┌─ 来源
# LCA

一个树的 Lowest Common Ancestor 最近公共祖先。

这篇文章主要目的是在于寻找解决类似 LCA 问题的统一方法。就图一乐

# 两个结点都存在

LeetCode 模板题:236. 二叉树的最近公共祖先

lc236.py
# Definition for a binary tree node.
# class TreeNode:
#     def __init__(self, x):
#         self.val = x
#         self.left = None
#         self.right = None
class Solution:
    def lowestCommonAncestor(self, root: 'TreeNode', p: 'TreeNode', q: 'TreeNode') -> 'TreeNode':
        def findLca(root, p, q):
            if root in (None, p, q): return root
            l, r = findLca(root.left, p, q), findLca(root.right, p, q)
            return root if (l and r) else (l or r)
        return findLca(root, p, q)

迭代写法可以参考:Iterative Solutions in Python/C++

还有一个二叉搜索树的两个必定存在的 LCA:235. 二叉搜索树的最近公共祖先

lc235-1.py
# Definition for a binary tree node.
# class TreeNode:
#     def __init__(self, x):
#         self.val = x
#         self.left = None
#         self.right = None
class Solution:
    def lowestCommonAncestor(self, root: 'TreeNode', p: 'TreeNode', q: 'TreeNode') -> 'TreeNode':
        def findLca(root, p, q):
            if not root: return root
            if p.val > q.val: p, q = q, p
            if p.val <= root.val <= q.val: return root
            if p.val > root.val: return findLca(root.right, p, q)
            if q.val < root.val: return findLca(root.left, p, q)
        return findLca(root, p, q)

# 两个结点不一定存在

上面这道题保证 p 和 q 一定存在于这棵树中,如果其中之一不存在的话,需要用其他方法。

比如这道题 1644. 二叉树的最近公共祖先 II 就是可能不存在的情况。

第一种写法,我愿称之为万能的混沌法。利用 Python 中函数可以返回多个值的特性,全都交给递归函数去做。情况很难写全。

这道题三个返回值分别表示 p 是否在子树中、q 是否在子树中、如果都 p 和 q 都有的话它们的 lca。

lc1644-1.py
# Definition for a binary tree node.
└─
┌─ 所示材料
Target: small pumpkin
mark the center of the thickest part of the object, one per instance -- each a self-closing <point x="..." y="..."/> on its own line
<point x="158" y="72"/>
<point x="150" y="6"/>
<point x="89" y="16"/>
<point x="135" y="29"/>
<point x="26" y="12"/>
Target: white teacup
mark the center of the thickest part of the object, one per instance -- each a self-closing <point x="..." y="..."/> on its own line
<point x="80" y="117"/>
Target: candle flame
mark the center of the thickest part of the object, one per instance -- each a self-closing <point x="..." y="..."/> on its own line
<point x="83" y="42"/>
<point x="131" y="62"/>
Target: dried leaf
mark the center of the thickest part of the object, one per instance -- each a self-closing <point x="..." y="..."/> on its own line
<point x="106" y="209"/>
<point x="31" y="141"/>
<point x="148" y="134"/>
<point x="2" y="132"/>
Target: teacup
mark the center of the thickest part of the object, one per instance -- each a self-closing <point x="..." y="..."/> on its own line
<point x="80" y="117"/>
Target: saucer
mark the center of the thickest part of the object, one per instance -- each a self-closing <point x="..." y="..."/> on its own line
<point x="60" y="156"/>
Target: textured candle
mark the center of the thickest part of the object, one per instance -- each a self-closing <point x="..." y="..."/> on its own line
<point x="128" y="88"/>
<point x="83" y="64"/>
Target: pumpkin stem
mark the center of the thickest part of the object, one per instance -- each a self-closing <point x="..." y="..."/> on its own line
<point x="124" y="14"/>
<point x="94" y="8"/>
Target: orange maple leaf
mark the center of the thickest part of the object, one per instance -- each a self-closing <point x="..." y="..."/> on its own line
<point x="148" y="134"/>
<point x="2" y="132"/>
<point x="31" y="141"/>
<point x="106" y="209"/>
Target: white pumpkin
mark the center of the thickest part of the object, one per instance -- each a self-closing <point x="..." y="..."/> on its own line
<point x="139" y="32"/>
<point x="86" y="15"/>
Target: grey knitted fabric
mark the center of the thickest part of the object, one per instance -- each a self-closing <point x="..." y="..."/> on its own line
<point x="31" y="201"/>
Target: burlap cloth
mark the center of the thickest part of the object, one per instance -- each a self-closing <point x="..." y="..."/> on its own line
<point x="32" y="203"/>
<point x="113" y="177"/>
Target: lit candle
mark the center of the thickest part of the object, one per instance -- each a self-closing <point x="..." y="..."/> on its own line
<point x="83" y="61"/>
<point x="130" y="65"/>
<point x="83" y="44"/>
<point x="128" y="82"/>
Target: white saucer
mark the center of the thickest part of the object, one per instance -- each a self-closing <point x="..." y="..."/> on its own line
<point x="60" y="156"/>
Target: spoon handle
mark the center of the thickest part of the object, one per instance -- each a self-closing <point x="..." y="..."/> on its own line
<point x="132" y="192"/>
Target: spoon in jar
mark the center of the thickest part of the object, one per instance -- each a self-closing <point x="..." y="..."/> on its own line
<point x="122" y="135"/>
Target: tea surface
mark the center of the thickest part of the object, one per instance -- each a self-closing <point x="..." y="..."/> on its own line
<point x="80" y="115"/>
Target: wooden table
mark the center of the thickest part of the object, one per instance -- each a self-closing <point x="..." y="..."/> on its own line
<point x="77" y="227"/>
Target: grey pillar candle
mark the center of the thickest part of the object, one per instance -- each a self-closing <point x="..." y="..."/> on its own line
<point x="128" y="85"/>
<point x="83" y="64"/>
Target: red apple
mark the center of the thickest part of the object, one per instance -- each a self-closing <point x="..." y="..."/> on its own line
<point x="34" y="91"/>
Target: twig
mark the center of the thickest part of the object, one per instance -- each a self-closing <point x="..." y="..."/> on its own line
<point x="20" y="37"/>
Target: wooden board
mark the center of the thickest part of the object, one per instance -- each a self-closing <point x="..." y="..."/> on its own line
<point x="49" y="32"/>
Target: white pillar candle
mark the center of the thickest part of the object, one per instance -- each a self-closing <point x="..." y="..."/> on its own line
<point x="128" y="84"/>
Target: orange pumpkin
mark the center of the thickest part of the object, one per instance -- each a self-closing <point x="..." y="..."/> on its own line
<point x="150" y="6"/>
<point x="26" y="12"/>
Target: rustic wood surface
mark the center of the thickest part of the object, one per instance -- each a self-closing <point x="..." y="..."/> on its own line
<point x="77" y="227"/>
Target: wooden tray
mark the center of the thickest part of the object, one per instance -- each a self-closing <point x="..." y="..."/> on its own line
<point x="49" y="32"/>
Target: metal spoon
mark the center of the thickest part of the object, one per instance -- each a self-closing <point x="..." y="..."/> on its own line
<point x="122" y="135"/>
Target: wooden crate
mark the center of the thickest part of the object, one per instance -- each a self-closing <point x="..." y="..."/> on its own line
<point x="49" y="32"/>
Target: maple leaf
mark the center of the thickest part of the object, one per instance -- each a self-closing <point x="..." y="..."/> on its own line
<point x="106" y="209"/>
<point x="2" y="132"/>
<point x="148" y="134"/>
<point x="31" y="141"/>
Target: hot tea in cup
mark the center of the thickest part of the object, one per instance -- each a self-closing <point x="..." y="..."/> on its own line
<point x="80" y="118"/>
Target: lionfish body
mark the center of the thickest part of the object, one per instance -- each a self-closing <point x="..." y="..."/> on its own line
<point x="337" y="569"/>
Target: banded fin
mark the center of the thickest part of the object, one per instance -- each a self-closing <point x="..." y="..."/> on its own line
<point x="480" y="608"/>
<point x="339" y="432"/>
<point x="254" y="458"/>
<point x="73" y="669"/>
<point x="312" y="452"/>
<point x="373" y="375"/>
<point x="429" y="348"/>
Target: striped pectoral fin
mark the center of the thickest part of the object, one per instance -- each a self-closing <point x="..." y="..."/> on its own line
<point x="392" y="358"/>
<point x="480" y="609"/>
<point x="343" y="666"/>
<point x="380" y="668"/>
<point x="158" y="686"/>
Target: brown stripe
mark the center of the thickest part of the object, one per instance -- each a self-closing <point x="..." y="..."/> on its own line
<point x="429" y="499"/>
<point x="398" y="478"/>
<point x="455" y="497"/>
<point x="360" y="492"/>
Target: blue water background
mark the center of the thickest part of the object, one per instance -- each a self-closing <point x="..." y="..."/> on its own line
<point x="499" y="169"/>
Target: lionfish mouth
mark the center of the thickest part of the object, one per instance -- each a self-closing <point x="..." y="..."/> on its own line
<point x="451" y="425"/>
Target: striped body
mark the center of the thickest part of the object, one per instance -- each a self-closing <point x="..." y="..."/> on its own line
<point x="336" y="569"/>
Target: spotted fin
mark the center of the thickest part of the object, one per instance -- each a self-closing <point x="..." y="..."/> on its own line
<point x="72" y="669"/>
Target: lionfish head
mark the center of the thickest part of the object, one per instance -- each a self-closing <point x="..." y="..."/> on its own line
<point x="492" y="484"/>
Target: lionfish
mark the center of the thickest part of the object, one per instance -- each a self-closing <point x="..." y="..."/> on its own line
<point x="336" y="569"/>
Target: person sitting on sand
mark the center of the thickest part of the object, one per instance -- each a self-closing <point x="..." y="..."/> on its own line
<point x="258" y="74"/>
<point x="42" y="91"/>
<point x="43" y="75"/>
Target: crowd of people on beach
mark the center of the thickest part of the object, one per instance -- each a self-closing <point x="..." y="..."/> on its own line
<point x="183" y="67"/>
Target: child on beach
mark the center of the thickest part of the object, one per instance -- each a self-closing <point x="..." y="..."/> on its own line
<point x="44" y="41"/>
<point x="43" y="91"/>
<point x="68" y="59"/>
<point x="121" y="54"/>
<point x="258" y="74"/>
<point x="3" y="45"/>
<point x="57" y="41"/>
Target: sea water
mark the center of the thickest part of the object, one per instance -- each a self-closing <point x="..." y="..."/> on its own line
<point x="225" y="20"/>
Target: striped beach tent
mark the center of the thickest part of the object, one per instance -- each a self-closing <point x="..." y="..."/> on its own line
└─
小练习: 更新 LCA 文章中从“if q.val < root.val: return”到“和 q 一定存在于这棵树中,如果其中之一不存在的话,需要用其他方法。”这一段:将其中的“findLca”替换为“dfs”,然后写出整段。 该清单在此用不上。

本题输出:
if q.val < root.val: return dfs(root.left, p, q)
        return dfs(root, p, q)

# 两个结点不一定存在

上面这道题保证 p 和 q 一定存在于这棵树中,如果其中之一不存在的话,需要用其他方法。